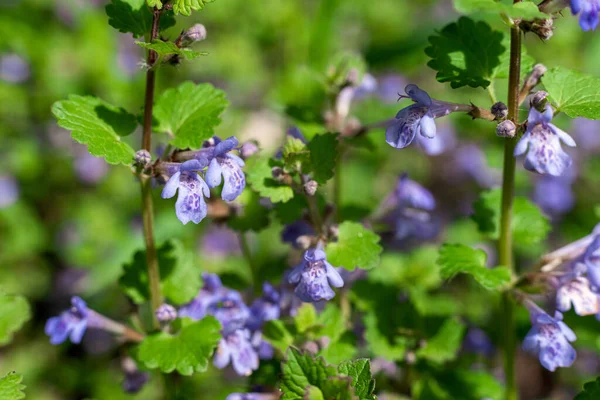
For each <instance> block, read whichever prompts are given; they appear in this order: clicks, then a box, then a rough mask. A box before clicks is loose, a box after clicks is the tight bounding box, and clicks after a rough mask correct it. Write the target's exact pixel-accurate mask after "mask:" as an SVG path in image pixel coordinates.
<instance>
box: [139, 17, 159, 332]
mask: <svg viewBox="0 0 600 400" xmlns="http://www.w3.org/2000/svg"><path fill="white" fill-rule="evenodd" d="M159 22H160V10H158V9H156V8H155V9H154V10H153V11H152V32H151V34H150V40H154V39H156V38H158V23H159ZM156 57H157V54H156V52H154V51H153V50H150V51H149V52H148V65H149V66H150V67H151V66H153V64H154V63H155V62H156ZM154 81H155V76H154V69H152V68H150V69H149V70H148V72H146V95H145V97H144V131H143V136H142V148H143V149H144V150H147V151H151V148H152V106H153V104H154ZM140 182H141V185H142V219H143V222H144V240H145V242H146V262H147V264H148V280H149V281H150V304H151V305H152V325H153V327H154V329H159V327H160V325H159V323H158V320H157V319H156V315H155V314H154V311H156V309H157V308H158V307H160V304H161V303H162V294H161V292H160V272H159V269H158V257H157V255H156V246H155V244H154V206H153V204H152V186H151V185H152V181H151V179H150V178H149V177H144V176H142V177H141V178H140Z"/></svg>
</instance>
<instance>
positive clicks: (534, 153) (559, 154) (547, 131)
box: [514, 105, 576, 176]
mask: <svg viewBox="0 0 600 400" xmlns="http://www.w3.org/2000/svg"><path fill="white" fill-rule="evenodd" d="M552 116H553V111H552V107H551V106H550V105H547V106H546V111H544V113H543V114H542V113H540V112H539V111H538V110H536V109H535V108H534V107H531V109H530V110H529V117H528V118H527V130H526V131H525V134H524V135H523V137H521V140H519V143H517V146H516V147H515V151H514V155H515V157H516V156H520V155H521V154H525V153H526V152H527V156H526V157H525V163H524V166H525V169H527V170H529V171H533V172H538V173H540V174H549V175H554V176H560V175H562V174H563V173H564V172H565V170H566V169H567V168H568V167H569V166H571V163H572V160H571V157H569V155H568V154H567V153H565V152H564V151H563V149H562V147H561V146H560V142H561V140H562V141H563V142H564V143H565V144H566V145H567V146H571V147H575V146H576V144H575V141H574V140H573V138H571V136H569V134H568V133H566V132H564V131H562V130H560V129H559V128H557V127H556V126H554V125H553V124H551V123H550V121H552ZM528 147H529V151H527V148H528Z"/></svg>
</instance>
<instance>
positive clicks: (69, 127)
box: [52, 95, 137, 165]
mask: <svg viewBox="0 0 600 400" xmlns="http://www.w3.org/2000/svg"><path fill="white" fill-rule="evenodd" d="M52 113H53V114H54V116H55V117H56V119H57V120H58V125H59V126H61V127H63V128H65V129H68V130H70V131H71V136H72V137H73V139H75V140H76V141H77V142H79V143H82V144H85V145H87V147H88V151H89V152H90V153H91V154H92V155H93V156H96V157H104V159H105V160H106V162H108V163H110V164H126V165H128V164H131V162H132V160H133V156H134V154H135V152H134V150H133V149H132V148H131V146H129V145H128V144H127V143H125V142H123V141H122V140H121V136H126V135H129V134H130V133H132V132H133V131H134V129H135V128H136V127H137V120H136V117H135V115H132V114H129V113H128V112H127V111H125V110H124V109H123V108H118V107H115V106H113V105H110V104H108V103H106V102H105V101H103V100H101V99H99V98H97V97H92V96H77V95H71V96H69V99H68V100H62V101H57V102H56V103H54V104H53V105H52Z"/></svg>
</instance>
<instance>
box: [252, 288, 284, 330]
mask: <svg viewBox="0 0 600 400" xmlns="http://www.w3.org/2000/svg"><path fill="white" fill-rule="evenodd" d="M280 300H281V295H280V294H279V292H278V291H277V290H276V289H275V288H274V287H273V286H272V285H271V284H270V283H268V282H264V283H263V295H262V296H261V297H259V298H258V299H256V300H254V302H253V303H252V305H251V306H250V319H249V320H248V328H250V330H252V331H255V330H258V329H260V327H261V326H262V324H263V323H265V322H266V321H269V320H272V319H277V318H279V315H280V313H281V307H280V305H279V301H280Z"/></svg>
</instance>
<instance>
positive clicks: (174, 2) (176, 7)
mask: <svg viewBox="0 0 600 400" xmlns="http://www.w3.org/2000/svg"><path fill="white" fill-rule="evenodd" d="M213 1H215V0H174V2H173V11H175V13H176V14H181V15H190V14H191V13H192V10H193V11H198V10H202V9H203V8H204V6H205V5H206V4H208V3H212V2H213Z"/></svg>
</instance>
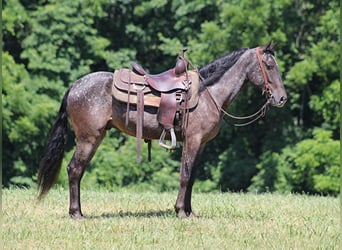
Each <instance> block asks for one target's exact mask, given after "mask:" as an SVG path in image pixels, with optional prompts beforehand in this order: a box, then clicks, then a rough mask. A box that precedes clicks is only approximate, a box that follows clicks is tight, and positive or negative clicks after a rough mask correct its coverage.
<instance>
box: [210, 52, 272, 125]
mask: <svg viewBox="0 0 342 250" xmlns="http://www.w3.org/2000/svg"><path fill="white" fill-rule="evenodd" d="M256 55H257V58H258V62H259V65H260V68H261V73H262V77H263V80H264V83H265V87H264V90H263V94H264V93H265V92H266V93H267V97H268V98H267V101H266V103H265V104H264V105H263V106H262V107H261V108H260V109H259V110H258V111H257V112H255V113H254V114H251V115H248V116H235V115H231V114H229V113H228V112H227V111H225V110H224V109H223V108H222V107H219V106H218V105H217V103H216V101H215V99H214V97H213V96H212V94H211V93H210V91H209V89H208V88H206V90H207V92H208V94H209V96H210V98H211V100H212V101H213V103H214V104H215V106H216V108H217V110H218V111H219V112H222V113H223V114H224V115H226V116H228V117H230V118H233V119H235V120H247V119H253V118H254V119H253V120H251V121H248V122H245V123H236V124H234V126H236V127H243V126H247V125H249V124H252V123H253V122H255V121H257V120H258V119H260V118H261V117H264V116H265V114H266V111H267V107H268V105H269V104H270V101H269V99H270V98H271V96H272V95H271V91H270V88H269V82H268V79H267V75H266V71H265V68H264V67H263V64H262V58H261V53H260V48H259V47H257V48H256ZM223 120H224V121H225V122H227V121H226V120H225V119H224V117H223ZM227 123H228V122H227Z"/></svg>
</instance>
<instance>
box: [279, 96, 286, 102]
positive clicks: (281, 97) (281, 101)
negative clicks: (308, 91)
mask: <svg viewBox="0 0 342 250" xmlns="http://www.w3.org/2000/svg"><path fill="white" fill-rule="evenodd" d="M286 100H287V99H286V97H285V96H282V97H280V101H279V102H280V103H285V102H286Z"/></svg>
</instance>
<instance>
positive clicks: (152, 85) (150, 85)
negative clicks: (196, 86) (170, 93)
mask: <svg viewBox="0 0 342 250" xmlns="http://www.w3.org/2000/svg"><path fill="white" fill-rule="evenodd" d="M131 66H132V69H133V72H135V73H137V74H139V75H142V76H144V77H145V80H146V82H147V83H148V84H149V85H150V86H151V87H152V88H153V89H155V90H157V91H159V92H162V93H166V92H173V91H177V90H182V91H187V90H188V89H189V82H186V81H185V80H181V76H183V75H185V74H186V73H187V72H186V70H184V72H182V73H180V74H176V72H177V71H176V68H172V69H169V70H167V71H165V72H162V73H160V74H156V75H152V74H148V73H147V72H146V70H144V69H143V68H142V67H141V66H140V65H138V64H137V63H136V62H131Z"/></svg>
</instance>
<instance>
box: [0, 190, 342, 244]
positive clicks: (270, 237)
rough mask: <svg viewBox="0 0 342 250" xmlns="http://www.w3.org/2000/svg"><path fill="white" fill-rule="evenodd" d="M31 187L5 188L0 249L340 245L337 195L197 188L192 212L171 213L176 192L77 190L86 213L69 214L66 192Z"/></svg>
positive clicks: (339, 214)
mask: <svg viewBox="0 0 342 250" xmlns="http://www.w3.org/2000/svg"><path fill="white" fill-rule="evenodd" d="M35 194H36V193H35V191H34V190H19V189H12V190H8V189H5V190H2V221H3V225H2V230H3V233H2V237H3V244H4V246H3V249H25V250H26V249H305V250H306V249H339V244H340V226H339V223H340V213H339V199H338V198H332V197H309V196H303V195H279V194H262V195H255V194H236V193H212V194H194V196H193V207H194V210H195V212H197V214H198V216H199V217H198V218H196V219H188V220H181V219H178V218H176V217H175V215H174V213H173V205H174V202H175V199H176V195H177V194H176V193H175V192H171V193H152V192H147V193H135V192H128V191H120V192H115V193H114V192H106V191H86V190H84V191H82V205H83V206H82V208H83V213H84V214H85V220H82V221H73V220H71V219H70V218H69V216H68V191H67V190H56V189H55V190H53V191H51V192H50V193H49V195H48V196H47V197H46V199H45V200H44V201H43V202H41V203H39V204H37V203H36V200H35Z"/></svg>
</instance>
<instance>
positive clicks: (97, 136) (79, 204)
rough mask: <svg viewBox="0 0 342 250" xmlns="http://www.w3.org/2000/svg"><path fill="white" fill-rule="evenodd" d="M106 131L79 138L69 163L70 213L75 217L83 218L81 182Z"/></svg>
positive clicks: (75, 217) (68, 165)
mask: <svg viewBox="0 0 342 250" xmlns="http://www.w3.org/2000/svg"><path fill="white" fill-rule="evenodd" d="M105 134H106V131H105V130H103V131H102V133H100V134H98V135H97V136H91V137H90V136H88V137H86V139H85V138H82V139H79V140H78V142H77V145H76V151H75V153H74V155H73V157H72V159H71V161H70V163H69V165H68V176H69V192H70V206H69V214H70V216H71V217H72V218H74V219H82V218H83V215H82V212H81V199H80V184H81V179H82V176H83V174H84V171H85V169H86V166H87V165H88V163H89V162H90V160H91V158H92V157H93V156H94V154H95V151H96V149H97V148H98V146H99V145H100V143H101V141H102V140H103V138H104V136H105Z"/></svg>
+ + + +
Report each line of the entries above that contains the word "after", copying every such line in full.

## Response below
For each <instance> block, read whichever prompts are given; they appear in this order: clicks, then a box, then a rough mask. A box before clicks is loose, a box after clicks is the tight bounding box, and clicks after a rough mask correct it. Write the target's exact pixel-accurate mask after "mask:" as an SVG path in image pixel coordinates.
Each <instance> block asks for one target's exact mask, given after "mask:" as an SVG path in image pixels, with optional prompts beforehand in this order: a box, then clicks, then a rough mask. A box that precedes clicks is only approximate, a box that follows clicks is tight, and positive or negative clicks after a rough mask correct its coverage.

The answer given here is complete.